• [About this task] Your task is to print every entry below exactly as given.

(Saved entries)
.....
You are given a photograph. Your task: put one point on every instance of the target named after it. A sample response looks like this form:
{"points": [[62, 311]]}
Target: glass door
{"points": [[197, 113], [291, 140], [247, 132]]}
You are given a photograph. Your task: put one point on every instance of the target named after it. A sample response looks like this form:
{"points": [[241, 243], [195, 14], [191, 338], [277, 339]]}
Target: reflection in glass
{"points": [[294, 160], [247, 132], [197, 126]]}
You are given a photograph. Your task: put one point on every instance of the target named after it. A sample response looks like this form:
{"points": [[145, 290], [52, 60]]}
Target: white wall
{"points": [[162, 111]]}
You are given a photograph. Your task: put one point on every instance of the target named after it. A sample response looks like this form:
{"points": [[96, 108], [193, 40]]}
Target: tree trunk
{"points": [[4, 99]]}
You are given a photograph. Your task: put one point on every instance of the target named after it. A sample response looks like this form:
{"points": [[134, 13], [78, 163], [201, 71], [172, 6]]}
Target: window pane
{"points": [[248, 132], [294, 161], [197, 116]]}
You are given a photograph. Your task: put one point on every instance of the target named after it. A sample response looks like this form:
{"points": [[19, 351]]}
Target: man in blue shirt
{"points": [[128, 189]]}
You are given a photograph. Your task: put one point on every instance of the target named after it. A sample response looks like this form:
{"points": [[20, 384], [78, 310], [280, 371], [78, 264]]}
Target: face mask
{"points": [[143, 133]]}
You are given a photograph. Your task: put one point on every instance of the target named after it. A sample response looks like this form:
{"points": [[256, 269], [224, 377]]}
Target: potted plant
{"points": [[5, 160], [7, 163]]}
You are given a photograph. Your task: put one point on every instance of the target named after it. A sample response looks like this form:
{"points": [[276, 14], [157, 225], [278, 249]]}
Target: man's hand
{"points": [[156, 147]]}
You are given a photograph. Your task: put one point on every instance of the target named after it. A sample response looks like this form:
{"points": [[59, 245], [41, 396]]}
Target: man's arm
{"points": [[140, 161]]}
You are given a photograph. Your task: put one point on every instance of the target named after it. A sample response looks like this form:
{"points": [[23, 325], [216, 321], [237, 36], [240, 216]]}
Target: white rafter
.....
• [Solved problem]
You are given a photograph. Your task: put one point on every instance of the target named after it. A sample response looks like this form:
{"points": [[62, 311]]}
Target: glass door
{"points": [[197, 113], [291, 140], [247, 132]]}
You are given a photograph. Your task: put one point on every instance of the target named after it. A sample response looks like this form:
{"points": [[241, 243], [195, 14], [191, 338], [277, 339]]}
Target: reflection in glass
{"points": [[294, 160], [247, 132], [197, 126]]}
You are given a photograph. Your task: put one point on every instance of the target named after it. A sample response looks like this form:
{"points": [[145, 290], [52, 60]]}
Target: white wall
{"points": [[162, 111]]}
You are given a photograph. Your task: put one point on every instance of the target named after it. A sample response looks like this form:
{"points": [[96, 108], [193, 40]]}
Target: tree trunk
{"points": [[4, 99]]}
You are given a photograph. Your task: put one point on every instance of the target named after it. A sample response looks like this form:
{"points": [[134, 13], [78, 163], [201, 71], [172, 6]]}
Target: window pane
{"points": [[248, 132], [294, 161], [197, 116]]}
You are given a photograph. Your task: put one point on every instance of the target named after it. A sample response looks like this form:
{"points": [[19, 351]]}
Target: man in blue shirt
{"points": [[128, 189]]}
You are given a photograph. Your task: put one point on every instance of the target named after it. A sample response looks like this form:
{"points": [[20, 384], [78, 310], [280, 371], [78, 264]]}
Target: face mask
{"points": [[143, 133]]}
You are given a photograph. Your task: put one point on every instance of the target named after it. A sample response looks like this form:
{"points": [[256, 269], [224, 377]]}
Target: potted plant
{"points": [[5, 160], [7, 163]]}
You are given a photograph. Your task: put one point on every instance of the target named after it. A sample response looks like this form:
{"points": [[276, 14], [157, 225], [278, 249]]}
Target: man's hand
{"points": [[156, 147]]}
You are given a photograph. Your task: put one point on every instance of the target named after it. A sample response looks like this form:
{"points": [[59, 245], [41, 396]]}
Target: man's arm
{"points": [[140, 161]]}
You are given a photograph. Your task: put one point on every instance of the target named after it. A sample response looks like this form:
{"points": [[23, 325], [216, 321], [237, 36], [240, 216]]}
Target: white rafter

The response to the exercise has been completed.